» Page extract
"""

Willam Randolph Smith (1787-1868)

         *     *     *     

“Wisconsin’s First Implement Factory”

“Nobody knows exactly when this ancient wooden structure was built, but it is standing in ruins in the center of the quiet old village of Cooksville, on the Rock and Dane county line. It was built to be used by a Mr. Van Vleck as a corn-planter factory, and was probably the first small implement factory built in south central Wisconsin. Hand planters were made here before the Civil War, and tradition tells us they were good ones. Two of this man’s sons are living within a stone’s throw of the old building. One of the residents of Cooksville, Mrs. Savage, tells us that during the Civil War the settlers gathered in the upper floor of this building to listen to reports brought in my courier concerning the fate of the northern armies. It served both as a lyceum hall and academy.”

(Undated and un-named newspaper clipping, c. 1920s. The Factory was first built as Hoxie’s Sash and Door Factory in 1848 and was demolished in 1928.)

         *    *    *   

“Early Settlers’ Reunion”

“One of the red-letter days in the history of Cooksville, occurred on the occasion of an Old Settlers’ Reunion, Sept. 20, 1901. Its first inception sprang from the neighborly talk of two or three: but the suggestion received instant favor and grew into large proportions as it became circulated abroad.

"""

» What you will do
According to the Cooksville text, in what year was the factory building demolished? Rely only on the Cooksville text for what comes next.

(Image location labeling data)

"""

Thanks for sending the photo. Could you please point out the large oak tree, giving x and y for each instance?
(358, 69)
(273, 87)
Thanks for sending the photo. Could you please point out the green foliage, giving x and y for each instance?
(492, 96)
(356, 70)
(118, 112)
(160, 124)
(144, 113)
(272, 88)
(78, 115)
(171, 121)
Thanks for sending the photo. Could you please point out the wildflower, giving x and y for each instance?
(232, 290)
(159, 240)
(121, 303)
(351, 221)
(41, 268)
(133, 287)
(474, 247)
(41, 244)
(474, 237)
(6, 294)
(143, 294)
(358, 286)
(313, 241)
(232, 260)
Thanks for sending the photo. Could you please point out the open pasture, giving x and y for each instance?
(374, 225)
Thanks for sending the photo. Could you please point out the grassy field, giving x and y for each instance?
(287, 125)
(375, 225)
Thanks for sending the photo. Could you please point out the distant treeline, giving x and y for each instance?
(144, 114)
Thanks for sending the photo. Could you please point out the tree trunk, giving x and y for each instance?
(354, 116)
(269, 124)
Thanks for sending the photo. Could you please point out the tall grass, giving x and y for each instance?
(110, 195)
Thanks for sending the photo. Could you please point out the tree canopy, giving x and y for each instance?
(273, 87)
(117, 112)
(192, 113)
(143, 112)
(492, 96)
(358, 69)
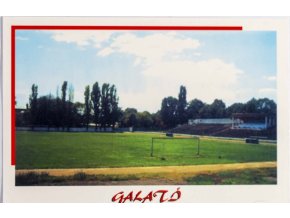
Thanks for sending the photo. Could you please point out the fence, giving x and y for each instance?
(73, 129)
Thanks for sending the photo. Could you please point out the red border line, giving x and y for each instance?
(29, 27)
(13, 123)
(215, 28)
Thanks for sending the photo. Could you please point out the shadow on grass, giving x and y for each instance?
(236, 177)
(45, 179)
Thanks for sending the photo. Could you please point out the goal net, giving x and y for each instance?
(167, 147)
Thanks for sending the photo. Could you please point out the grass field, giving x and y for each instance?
(37, 150)
(231, 177)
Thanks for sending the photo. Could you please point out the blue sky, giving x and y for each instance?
(147, 66)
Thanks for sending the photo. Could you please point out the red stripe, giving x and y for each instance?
(14, 28)
(13, 158)
(128, 27)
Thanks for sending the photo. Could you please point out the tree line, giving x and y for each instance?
(100, 108)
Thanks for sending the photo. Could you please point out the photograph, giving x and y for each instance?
(121, 107)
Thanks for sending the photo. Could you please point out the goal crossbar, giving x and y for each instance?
(175, 138)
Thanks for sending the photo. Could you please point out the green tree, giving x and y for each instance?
(251, 106)
(145, 119)
(182, 103)
(33, 104)
(218, 109)
(169, 111)
(105, 105)
(235, 108)
(70, 108)
(63, 105)
(193, 109)
(87, 109)
(96, 100)
(113, 105)
(129, 117)
(267, 106)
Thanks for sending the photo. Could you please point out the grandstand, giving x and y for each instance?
(240, 125)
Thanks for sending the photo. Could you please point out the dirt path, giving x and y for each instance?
(174, 171)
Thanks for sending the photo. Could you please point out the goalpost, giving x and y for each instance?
(193, 141)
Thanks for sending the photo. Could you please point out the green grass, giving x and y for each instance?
(251, 176)
(77, 179)
(36, 150)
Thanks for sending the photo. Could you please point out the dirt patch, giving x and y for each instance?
(173, 172)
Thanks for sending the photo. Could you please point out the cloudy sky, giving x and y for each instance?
(147, 66)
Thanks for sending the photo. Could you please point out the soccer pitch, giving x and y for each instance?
(62, 150)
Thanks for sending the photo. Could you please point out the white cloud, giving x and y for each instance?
(21, 38)
(270, 78)
(206, 80)
(82, 37)
(267, 91)
(151, 48)
(165, 66)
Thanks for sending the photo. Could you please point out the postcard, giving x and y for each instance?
(145, 110)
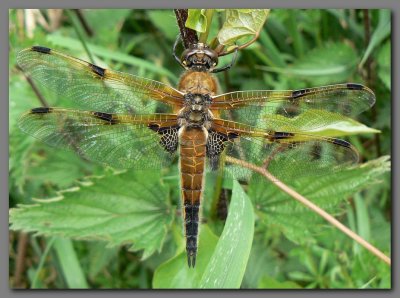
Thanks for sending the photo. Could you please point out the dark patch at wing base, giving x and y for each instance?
(105, 116)
(299, 93)
(40, 49)
(280, 135)
(41, 110)
(341, 143)
(354, 86)
(97, 70)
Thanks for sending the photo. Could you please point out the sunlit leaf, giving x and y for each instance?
(296, 221)
(229, 260)
(241, 23)
(197, 20)
(127, 208)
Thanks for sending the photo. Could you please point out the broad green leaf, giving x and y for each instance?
(241, 23)
(69, 263)
(127, 208)
(75, 45)
(296, 221)
(197, 20)
(381, 32)
(328, 64)
(229, 260)
(271, 283)
(384, 64)
(175, 273)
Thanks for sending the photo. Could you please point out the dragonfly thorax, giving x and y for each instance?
(195, 112)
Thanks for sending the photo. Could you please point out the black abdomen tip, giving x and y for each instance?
(40, 49)
(41, 110)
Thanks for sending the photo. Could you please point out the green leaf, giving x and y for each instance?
(69, 263)
(197, 20)
(271, 283)
(75, 45)
(320, 123)
(296, 221)
(381, 32)
(241, 23)
(327, 64)
(384, 64)
(175, 273)
(128, 208)
(228, 263)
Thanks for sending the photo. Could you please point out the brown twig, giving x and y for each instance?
(20, 260)
(189, 36)
(311, 206)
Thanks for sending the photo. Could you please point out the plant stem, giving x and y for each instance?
(203, 36)
(311, 206)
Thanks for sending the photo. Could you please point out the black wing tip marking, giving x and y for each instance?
(97, 70)
(41, 49)
(105, 117)
(341, 143)
(41, 110)
(354, 86)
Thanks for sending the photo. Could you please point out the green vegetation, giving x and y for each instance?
(94, 227)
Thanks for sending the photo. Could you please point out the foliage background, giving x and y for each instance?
(296, 49)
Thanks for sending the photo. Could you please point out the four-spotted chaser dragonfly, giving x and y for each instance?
(132, 122)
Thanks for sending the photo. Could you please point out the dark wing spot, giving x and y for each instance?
(353, 86)
(300, 92)
(105, 116)
(41, 110)
(98, 70)
(232, 135)
(40, 49)
(154, 127)
(341, 143)
(279, 135)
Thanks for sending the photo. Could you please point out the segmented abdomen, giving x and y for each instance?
(192, 161)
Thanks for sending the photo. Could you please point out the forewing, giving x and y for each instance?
(94, 88)
(287, 155)
(121, 141)
(295, 110)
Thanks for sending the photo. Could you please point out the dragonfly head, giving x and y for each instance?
(199, 57)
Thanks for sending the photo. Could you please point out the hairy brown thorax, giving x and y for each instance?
(194, 121)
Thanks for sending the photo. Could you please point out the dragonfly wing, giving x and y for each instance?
(287, 155)
(121, 141)
(296, 110)
(94, 88)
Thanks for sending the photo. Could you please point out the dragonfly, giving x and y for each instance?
(126, 121)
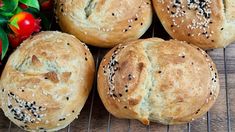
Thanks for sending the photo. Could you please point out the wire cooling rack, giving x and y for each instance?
(95, 118)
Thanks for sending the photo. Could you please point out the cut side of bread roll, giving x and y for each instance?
(205, 23)
(46, 81)
(104, 23)
(170, 82)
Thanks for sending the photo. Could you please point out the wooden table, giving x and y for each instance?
(95, 118)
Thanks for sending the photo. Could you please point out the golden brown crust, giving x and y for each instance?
(207, 24)
(104, 23)
(46, 81)
(170, 82)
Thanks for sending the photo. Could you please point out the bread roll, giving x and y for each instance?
(169, 82)
(205, 23)
(104, 23)
(46, 81)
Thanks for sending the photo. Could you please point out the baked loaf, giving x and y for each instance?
(169, 82)
(104, 23)
(205, 23)
(46, 81)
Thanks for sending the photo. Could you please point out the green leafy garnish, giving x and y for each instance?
(5, 42)
(31, 3)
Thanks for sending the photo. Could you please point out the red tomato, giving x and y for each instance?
(23, 6)
(26, 22)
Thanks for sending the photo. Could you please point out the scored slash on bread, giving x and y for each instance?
(205, 23)
(104, 23)
(170, 82)
(46, 81)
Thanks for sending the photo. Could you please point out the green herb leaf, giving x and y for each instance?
(3, 20)
(9, 5)
(5, 42)
(18, 10)
(14, 23)
(31, 3)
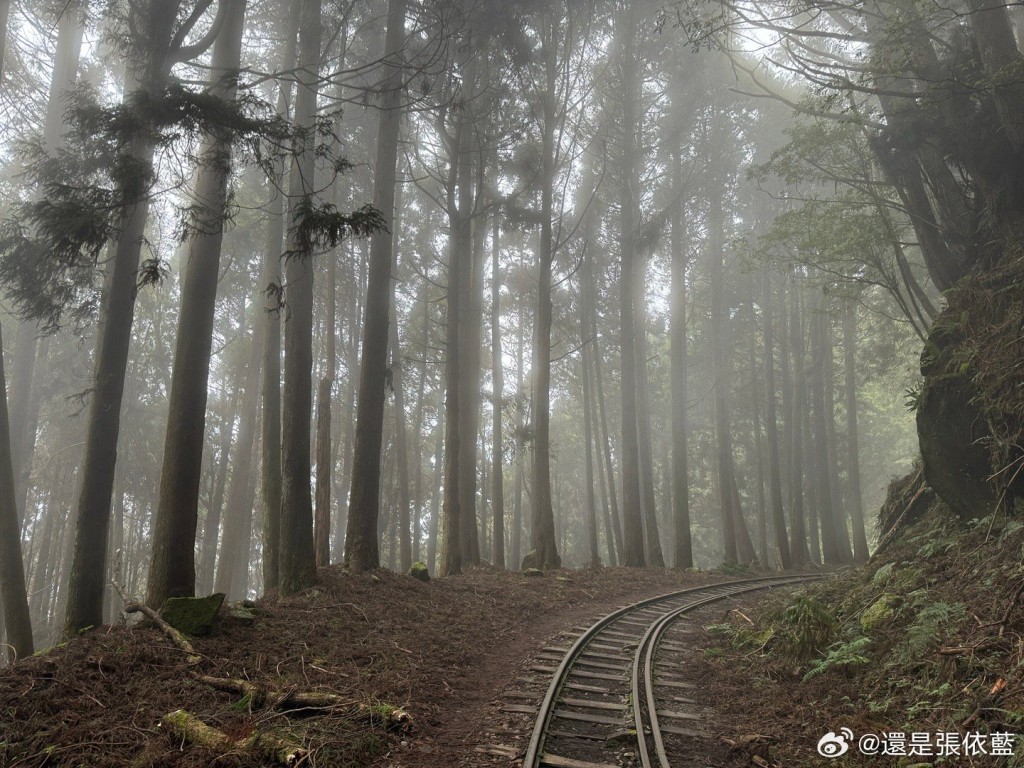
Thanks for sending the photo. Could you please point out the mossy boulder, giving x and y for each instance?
(419, 570)
(952, 443)
(193, 615)
(883, 573)
(879, 611)
(971, 409)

"""

» Expected answer
It was demolished in 1928.